Your objective>
Copy out the lines of the records below from the line containing "of the blue" through the end of the records, requests included, and nothing else. In the answers, multiply every point coordinate by 2.15 and round to the nearest whole number, with halves rounding up.
>> BEGIN
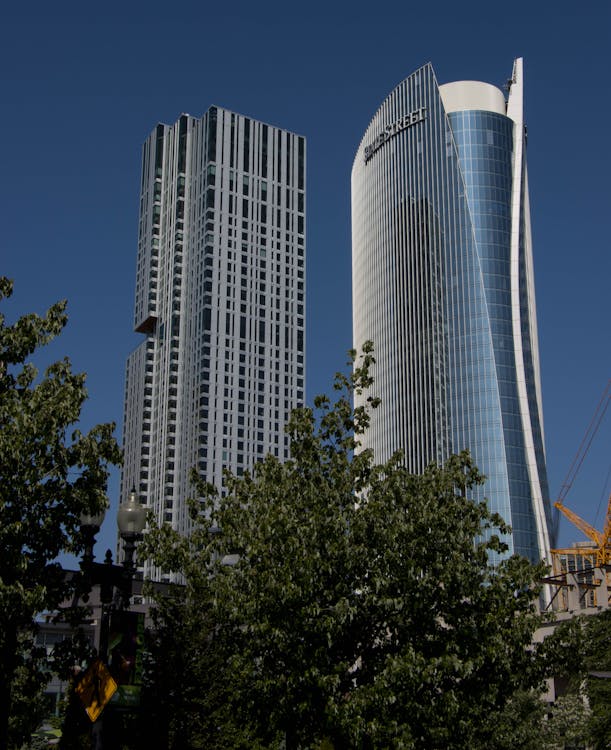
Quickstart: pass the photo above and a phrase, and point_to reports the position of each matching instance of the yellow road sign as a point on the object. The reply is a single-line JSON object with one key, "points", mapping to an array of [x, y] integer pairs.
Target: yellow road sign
{"points": [[96, 688]]}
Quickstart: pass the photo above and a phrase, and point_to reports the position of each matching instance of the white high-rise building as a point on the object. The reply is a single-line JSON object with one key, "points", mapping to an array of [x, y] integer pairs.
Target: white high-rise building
{"points": [[443, 285], [220, 302]]}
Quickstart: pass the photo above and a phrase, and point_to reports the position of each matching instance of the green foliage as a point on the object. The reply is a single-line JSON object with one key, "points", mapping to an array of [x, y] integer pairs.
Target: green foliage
{"points": [[343, 603], [597, 648], [49, 475]]}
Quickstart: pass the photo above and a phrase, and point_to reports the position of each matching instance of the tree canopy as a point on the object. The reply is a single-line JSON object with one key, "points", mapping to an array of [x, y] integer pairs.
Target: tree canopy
{"points": [[50, 473], [330, 602]]}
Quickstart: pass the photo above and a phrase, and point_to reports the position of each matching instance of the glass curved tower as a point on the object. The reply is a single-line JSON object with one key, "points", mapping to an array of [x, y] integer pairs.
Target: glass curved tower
{"points": [[443, 286]]}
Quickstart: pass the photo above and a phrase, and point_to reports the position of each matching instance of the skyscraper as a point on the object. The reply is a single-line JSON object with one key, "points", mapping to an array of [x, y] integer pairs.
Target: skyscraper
{"points": [[220, 295], [443, 285]]}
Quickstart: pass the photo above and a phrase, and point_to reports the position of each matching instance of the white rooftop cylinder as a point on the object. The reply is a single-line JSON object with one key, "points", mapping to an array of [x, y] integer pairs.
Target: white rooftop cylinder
{"points": [[459, 96]]}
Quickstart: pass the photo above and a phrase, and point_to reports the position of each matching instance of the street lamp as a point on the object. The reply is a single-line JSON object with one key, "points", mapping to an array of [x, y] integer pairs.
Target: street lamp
{"points": [[131, 520]]}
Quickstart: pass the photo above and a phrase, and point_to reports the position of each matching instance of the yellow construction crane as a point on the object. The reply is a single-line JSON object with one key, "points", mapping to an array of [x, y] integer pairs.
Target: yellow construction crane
{"points": [[600, 550]]}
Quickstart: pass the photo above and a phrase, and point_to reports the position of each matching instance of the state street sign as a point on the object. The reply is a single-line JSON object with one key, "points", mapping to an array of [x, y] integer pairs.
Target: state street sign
{"points": [[96, 688]]}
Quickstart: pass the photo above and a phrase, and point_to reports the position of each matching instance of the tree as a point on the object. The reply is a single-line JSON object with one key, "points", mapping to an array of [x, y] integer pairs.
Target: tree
{"points": [[344, 603], [48, 478], [597, 660]]}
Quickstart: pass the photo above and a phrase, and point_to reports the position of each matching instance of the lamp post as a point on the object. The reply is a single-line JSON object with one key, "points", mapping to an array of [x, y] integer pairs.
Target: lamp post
{"points": [[115, 581], [131, 520]]}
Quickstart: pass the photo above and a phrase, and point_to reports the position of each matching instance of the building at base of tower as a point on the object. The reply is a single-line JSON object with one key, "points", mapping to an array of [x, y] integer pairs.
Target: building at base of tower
{"points": [[443, 285]]}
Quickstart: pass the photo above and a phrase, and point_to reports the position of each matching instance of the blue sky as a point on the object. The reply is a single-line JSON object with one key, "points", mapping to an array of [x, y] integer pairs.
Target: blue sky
{"points": [[82, 85]]}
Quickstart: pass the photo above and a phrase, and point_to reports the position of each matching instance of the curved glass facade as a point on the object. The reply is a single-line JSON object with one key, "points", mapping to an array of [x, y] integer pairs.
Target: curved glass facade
{"points": [[442, 283]]}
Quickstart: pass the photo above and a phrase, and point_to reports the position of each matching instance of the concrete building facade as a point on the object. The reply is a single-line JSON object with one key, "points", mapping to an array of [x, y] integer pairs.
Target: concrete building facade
{"points": [[220, 303]]}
>> END
Output below>
Quickstart: pass the photo above and a phrase, and point_to reports the position of each matching instance of the blue sky as a point on the object. The reply is a single-line JSON object with one key, "points", mapping to an array of [x, y] integer pairs.
Target: blue sky
{"points": [[176, 183]]}
Quickstart: pass the photo above and a phrase, and point_to reports the position of each matching instance of the curved glass facade as a point on the object. The reply is a single-line JSON object with one key, "points", mapping to an array of [x, y] integer pairs.
Target: curved glass facade
{"points": [[950, 608]]}
Quickstart: pass the photo above and a phrase, and point_to reports the position of each matching instance of the concrete building facade as a point on the object. The reply is a single-line JSON object with one key, "points", mapping to an array of [x, y] integer pairs.
Target: concrete building facade
{"points": [[473, 651]]}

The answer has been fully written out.